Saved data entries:
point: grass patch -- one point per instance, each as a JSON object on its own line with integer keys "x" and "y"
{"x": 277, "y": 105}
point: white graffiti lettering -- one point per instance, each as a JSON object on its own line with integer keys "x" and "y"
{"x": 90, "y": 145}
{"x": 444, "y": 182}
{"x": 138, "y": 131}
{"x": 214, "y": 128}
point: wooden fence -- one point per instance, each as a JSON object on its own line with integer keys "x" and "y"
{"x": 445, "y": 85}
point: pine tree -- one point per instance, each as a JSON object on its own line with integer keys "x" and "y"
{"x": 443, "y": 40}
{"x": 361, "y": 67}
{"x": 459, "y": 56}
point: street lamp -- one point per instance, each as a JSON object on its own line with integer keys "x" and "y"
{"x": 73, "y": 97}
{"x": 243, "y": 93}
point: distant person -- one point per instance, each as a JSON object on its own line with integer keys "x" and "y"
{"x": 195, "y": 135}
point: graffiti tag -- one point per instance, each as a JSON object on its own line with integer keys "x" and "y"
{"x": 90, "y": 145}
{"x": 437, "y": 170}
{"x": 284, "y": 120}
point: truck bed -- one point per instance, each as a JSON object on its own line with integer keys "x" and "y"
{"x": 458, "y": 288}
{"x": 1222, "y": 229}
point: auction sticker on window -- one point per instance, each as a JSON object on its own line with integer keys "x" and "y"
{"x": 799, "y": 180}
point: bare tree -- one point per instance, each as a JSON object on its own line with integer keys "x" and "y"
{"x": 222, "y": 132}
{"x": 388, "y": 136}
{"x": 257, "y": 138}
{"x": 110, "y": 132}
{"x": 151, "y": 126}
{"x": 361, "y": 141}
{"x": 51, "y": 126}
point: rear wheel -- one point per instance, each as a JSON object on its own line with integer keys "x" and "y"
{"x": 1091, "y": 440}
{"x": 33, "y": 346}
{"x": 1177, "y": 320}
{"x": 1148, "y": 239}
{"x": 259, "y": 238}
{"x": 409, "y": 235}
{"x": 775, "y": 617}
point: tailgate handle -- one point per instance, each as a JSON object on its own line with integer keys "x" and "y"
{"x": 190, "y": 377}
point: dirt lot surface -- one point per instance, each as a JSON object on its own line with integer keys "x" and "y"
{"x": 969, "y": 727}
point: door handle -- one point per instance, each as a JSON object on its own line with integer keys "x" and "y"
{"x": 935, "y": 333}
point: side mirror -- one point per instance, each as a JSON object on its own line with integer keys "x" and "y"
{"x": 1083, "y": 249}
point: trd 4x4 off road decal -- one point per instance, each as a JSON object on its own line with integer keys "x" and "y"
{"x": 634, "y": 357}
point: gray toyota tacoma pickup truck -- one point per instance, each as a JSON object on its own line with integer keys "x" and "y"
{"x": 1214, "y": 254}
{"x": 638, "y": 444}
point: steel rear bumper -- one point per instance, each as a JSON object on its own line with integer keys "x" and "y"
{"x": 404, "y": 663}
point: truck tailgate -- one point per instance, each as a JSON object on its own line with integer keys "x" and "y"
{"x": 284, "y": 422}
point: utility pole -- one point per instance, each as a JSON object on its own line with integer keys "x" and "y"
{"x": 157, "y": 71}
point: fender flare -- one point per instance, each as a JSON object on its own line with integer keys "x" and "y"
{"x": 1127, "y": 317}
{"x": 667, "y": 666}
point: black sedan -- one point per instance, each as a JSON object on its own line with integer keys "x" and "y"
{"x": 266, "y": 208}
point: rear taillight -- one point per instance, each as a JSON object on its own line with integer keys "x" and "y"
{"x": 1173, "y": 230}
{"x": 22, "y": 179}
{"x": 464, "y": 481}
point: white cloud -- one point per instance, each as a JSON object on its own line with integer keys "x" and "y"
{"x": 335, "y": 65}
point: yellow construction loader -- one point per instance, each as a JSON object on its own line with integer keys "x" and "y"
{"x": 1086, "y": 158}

What you will do → Could you output all of the records above exactly as given?

Exercise answer →
point: grass patch -- one point per instance, each as a JSON object on its own line with integer keys "x" and "y"
{"x": 277, "y": 105}
point: white graffiti lettering -- one point per instance, each as a JSON object on its own line with integer keys "x" and "y"
{"x": 90, "y": 145}
{"x": 444, "y": 182}
{"x": 138, "y": 131}
{"x": 214, "y": 128}
point: wooden fence -- one point per instance, each as a JSON object on its own line with integer keys "x" and "y"
{"x": 445, "y": 85}
point: pine tree -- one point per instance, each as a JSON object on its own line with integer keys "x" and "y"
{"x": 443, "y": 40}
{"x": 361, "y": 67}
{"x": 459, "y": 56}
point: street lamp -- one point per instance, each as a JSON object on its own line with integer keys "x" and "y"
{"x": 73, "y": 97}
{"x": 243, "y": 93}
point: distant person -- one point per instance, each as a JSON object on its own line with integer keys "x" and "y"
{"x": 195, "y": 135}
point: graffiti tag -- one point per instance, each as a JSON object on its own line with integer keys "x" and "y"
{"x": 90, "y": 145}
{"x": 437, "y": 170}
{"x": 284, "y": 120}
point: truck bed -- one point per instance, each as a JSON object on its own line with integer keys "x" and "y"
{"x": 458, "y": 288}
{"x": 1222, "y": 229}
point: auction sticker on window -- one point per instance, each as a JSON object on its own line with integer keys "x" and "y"
{"x": 799, "y": 180}
point: bare tree -- one point per instance, each as a JSON object on its own line with integer keys "x" and "y"
{"x": 222, "y": 132}
{"x": 388, "y": 136}
{"x": 257, "y": 138}
{"x": 110, "y": 132}
{"x": 151, "y": 126}
{"x": 361, "y": 141}
{"x": 51, "y": 126}
point: rear wheel -- one point per instance, each as a JSON object on its own line with integer keys "x" and "y"
{"x": 1091, "y": 440}
{"x": 33, "y": 346}
{"x": 1177, "y": 320}
{"x": 1148, "y": 239}
{"x": 259, "y": 238}
{"x": 409, "y": 235}
{"x": 775, "y": 617}
point: tailgate handle -- one point per instance, each as a JSON object on its own line with integer keys "x" and "y"
{"x": 190, "y": 377}
point: dirt lot surface -- one point per instance, each as a JSON object on its own line with integer keys "x" and "y"
{"x": 969, "y": 727}
point: door handle -- one point per instance, each as a JSON object on its own line with integer keys "x" and "y"
{"x": 935, "y": 333}
point: side mirror -- one point per instance, each as a JSON object on its own line with integer keys "x" and "y"
{"x": 1083, "y": 249}
point: trd 4x4 off road decal -- one point per instance, each as a JSON object on its own line with integer keys "x" and "y"
{"x": 634, "y": 357}
point: gray toyota tacoma pickup truck -- one point per instance, each as a JSON object on its own line with integer keys "x" and "y"
{"x": 1214, "y": 254}
{"x": 638, "y": 444}
point: steel rear bumper -- one point per instance, each as a JSON object on its own line with integer keys "x" and "y"
{"x": 404, "y": 663}
point: truck tailgate -- one point per instance, each as a JSON object on its own line with integer keys "x" and "y"
{"x": 284, "y": 422}
point: utility pole -- one point per instance, each as a JSON object on its own line with integer keys "x" and "y"
{"x": 157, "y": 71}
point: fender flare -- one point per instance, each as a JSON object on its own line with integer keys "x" and "y"
{"x": 1127, "y": 317}
{"x": 667, "y": 666}
point: black sedan -- one point per instance, each as a JSON object on its own line with integer keys "x" and "y"
{"x": 266, "y": 208}
point: rear taillight -- one point per instance, each as a JSON object on its own line with integer keys "x" and "y"
{"x": 1173, "y": 230}
{"x": 22, "y": 179}
{"x": 464, "y": 481}
point: white cloud -- one point per instance, each as a JSON object on its own line with integer keys "x" and "y"
{"x": 335, "y": 65}
point: yellow construction loader -- one point per instance, each as a JSON object on its own line with integer keys "x" and "y"
{"x": 1086, "y": 158}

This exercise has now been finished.